YOUR ASSIGNMENT:
Retype the portion of the reflection on marriage below from "And marriage requires" to "and for God.", keeping every word and punctuation mark unchanged.

PROVIDED PASSAGE:
§ §

My husband and I recently celebrated our anniversary. We married late– I became a bride at nearly 47 years of age. I spent most of my childhood and adulthood “preparing” to be a bride–I learned how to cook and sew and keep house with the goal of becoming a wife and mother. I saved items in a “hope” chest– collecting dishes and linens, candles, books–items I thought would help fill our home. After several years, I had quite a collection! Even so, when the time came, I found there were several things I still needed to learn, prepare, collect, and even change as David and I began our life together. And it wasn’t just me– David also made a lot of preparations and sacrifices to ensure that we could begin our lives in safety and relative comfort.
And marriage requires learning, and adjusting, and growing after the wedding, too. So even though we are still happily married after seven years, and even though I spent years before preparing to be a wife, I am still learning and we are still growing in our love for each other and for God.
Jesus compares our eternal life to a marriage. He has paid the “bride price”– redeeming us to belong to Him. He has gone ahead to “prepare a place” for us (John 14: 1-4). Our response should be to prepare for our eternal future with Him! In fact, our marriages should be a reflection and a model of Christ’s relationship with His Bride, the Church.
As we live out our lives, learning and preparing to spend eternity with God, there are (at least) two things to remember:
Don’t “go it alone”– God uses the imagery of weddings and marriages for good reason– He wants us to live in communion, unity, and togetherness for eternity. To try to live independently, grow, learn, and act independently, is to work outside of God’s plan. Insisting on the “perfect” mate– one that will never challenge you to grow–or bailing out at the first sign of conflict may be signs of trouble in our relationship with God. That doesn’t mean that we can’t grow or learn outside of earthly marriage– nor does it mean that marriage alone can teach us all God wants us to learn about relationships. But it does mean that relationships should be more than just superficial interactions, and working through relationship struggles can often teach us about God’s steady and enduring love, and help us develop our own capacity to love wisely and well. Heaven has many “rooms” or “mansions”, but it doesn’t have hideaways and solitary confinement!
Preparation must be a priority–imagine getting engaged and doing nothing to prepare for a wedding! No date or time, no venue, no dress, no invitations or guests, no menu, no vows?! And worse– no plan for the marriage–no idea where to live, no furniture, no discussions on how to rear children, pay bills, manage the household expenses, plan for the future?! Yet many of us become Christians and do little or nothing to prepare for our future eternal life with Christ! We spend no time reading His word, seeking His face, or learning about His character. And we spend no time investing in relationships with people who will be our neighbors for eternity– or inviting others to join us for the most important wedding in history!

§ §

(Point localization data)
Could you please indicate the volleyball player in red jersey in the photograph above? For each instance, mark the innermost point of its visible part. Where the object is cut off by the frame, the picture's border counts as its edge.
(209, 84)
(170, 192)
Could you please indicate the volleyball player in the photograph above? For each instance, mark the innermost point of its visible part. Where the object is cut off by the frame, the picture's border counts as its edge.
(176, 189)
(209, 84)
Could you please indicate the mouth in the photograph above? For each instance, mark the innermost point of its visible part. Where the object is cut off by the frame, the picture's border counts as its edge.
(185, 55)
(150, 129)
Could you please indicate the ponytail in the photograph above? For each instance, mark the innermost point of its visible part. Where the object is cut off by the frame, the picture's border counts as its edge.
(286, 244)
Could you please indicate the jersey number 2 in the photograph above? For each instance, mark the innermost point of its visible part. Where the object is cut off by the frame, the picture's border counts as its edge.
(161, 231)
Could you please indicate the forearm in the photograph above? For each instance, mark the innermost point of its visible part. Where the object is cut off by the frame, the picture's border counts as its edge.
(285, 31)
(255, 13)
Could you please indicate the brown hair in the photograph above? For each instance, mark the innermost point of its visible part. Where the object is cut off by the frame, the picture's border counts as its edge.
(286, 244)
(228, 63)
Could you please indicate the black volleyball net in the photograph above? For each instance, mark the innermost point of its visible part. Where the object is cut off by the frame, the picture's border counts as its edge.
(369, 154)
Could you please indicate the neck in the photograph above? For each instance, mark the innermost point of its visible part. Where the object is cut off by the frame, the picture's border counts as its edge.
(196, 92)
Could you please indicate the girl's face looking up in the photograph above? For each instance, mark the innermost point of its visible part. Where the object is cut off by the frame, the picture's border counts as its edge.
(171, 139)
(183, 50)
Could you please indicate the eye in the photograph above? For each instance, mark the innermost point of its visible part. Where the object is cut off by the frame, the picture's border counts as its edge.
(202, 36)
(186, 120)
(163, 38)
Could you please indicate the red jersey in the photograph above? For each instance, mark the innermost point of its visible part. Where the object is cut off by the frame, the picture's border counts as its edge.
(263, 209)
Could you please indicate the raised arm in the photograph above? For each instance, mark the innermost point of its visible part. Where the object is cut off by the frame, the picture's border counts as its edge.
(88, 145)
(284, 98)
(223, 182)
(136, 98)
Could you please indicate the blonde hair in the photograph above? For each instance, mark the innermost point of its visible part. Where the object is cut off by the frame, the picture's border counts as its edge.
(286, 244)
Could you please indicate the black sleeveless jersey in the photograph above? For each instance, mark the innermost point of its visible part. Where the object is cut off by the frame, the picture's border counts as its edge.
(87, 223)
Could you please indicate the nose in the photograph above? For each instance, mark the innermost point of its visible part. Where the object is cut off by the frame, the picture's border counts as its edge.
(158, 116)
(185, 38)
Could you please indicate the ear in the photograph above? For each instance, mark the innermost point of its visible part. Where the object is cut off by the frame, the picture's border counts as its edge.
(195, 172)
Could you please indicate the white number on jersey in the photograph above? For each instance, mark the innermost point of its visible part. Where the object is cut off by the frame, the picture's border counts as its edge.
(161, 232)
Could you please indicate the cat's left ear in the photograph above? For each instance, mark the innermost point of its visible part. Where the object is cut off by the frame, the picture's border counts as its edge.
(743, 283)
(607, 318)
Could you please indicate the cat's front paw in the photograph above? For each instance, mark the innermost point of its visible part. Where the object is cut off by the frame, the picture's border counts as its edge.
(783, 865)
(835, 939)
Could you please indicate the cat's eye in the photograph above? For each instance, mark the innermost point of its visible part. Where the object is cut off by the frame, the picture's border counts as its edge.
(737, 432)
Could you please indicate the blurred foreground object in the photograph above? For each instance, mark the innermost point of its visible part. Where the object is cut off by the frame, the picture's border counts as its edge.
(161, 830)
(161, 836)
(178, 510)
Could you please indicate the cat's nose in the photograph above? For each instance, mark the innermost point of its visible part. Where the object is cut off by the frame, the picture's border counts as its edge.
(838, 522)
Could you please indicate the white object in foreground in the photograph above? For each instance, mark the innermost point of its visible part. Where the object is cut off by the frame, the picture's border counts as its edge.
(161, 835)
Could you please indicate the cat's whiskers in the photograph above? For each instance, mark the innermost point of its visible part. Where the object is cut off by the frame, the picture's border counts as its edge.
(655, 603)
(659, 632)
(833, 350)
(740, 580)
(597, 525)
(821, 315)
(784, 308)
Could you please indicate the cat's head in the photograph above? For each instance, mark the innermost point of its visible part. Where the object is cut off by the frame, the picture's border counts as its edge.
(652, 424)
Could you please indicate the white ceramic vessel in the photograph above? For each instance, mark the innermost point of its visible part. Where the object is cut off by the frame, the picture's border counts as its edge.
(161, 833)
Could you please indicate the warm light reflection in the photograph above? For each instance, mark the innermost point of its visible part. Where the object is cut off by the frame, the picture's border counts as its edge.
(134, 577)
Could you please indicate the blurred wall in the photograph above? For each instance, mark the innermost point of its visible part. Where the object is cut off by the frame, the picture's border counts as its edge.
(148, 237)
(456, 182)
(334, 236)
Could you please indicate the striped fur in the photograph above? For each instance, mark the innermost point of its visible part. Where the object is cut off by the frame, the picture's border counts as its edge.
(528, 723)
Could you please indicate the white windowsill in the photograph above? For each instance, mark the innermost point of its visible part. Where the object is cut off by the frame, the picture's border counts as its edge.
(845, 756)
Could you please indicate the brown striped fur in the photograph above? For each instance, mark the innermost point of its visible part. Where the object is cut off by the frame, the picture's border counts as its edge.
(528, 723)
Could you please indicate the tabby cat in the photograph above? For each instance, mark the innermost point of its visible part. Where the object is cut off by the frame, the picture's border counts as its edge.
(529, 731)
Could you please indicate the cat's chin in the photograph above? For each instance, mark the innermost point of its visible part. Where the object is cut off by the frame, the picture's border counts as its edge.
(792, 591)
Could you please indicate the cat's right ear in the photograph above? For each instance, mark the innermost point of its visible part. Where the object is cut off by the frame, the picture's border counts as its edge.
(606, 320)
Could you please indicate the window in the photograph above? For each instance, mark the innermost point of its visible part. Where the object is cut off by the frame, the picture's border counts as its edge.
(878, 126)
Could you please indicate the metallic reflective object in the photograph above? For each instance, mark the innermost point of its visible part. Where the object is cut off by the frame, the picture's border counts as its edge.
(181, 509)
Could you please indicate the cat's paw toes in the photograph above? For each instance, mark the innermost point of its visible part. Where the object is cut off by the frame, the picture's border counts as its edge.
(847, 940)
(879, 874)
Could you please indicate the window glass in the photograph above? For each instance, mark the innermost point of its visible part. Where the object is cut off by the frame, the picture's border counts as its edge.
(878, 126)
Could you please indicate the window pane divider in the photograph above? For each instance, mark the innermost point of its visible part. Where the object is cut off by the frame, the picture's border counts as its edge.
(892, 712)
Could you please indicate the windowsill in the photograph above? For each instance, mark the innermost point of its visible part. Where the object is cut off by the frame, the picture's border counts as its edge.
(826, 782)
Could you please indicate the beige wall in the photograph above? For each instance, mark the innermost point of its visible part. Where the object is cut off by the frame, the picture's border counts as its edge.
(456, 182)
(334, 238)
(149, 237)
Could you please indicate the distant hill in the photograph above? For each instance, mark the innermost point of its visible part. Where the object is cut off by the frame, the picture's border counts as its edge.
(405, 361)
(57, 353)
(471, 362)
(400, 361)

§ §

TASK RESPONSE:
And marriage requires learning, and adjusting, and growing after the wedding, too. So even though we are still happily married after seven years, and even though I spent years before preparing to be a wife, I am still learning and we are still growing in our love for each other and for God.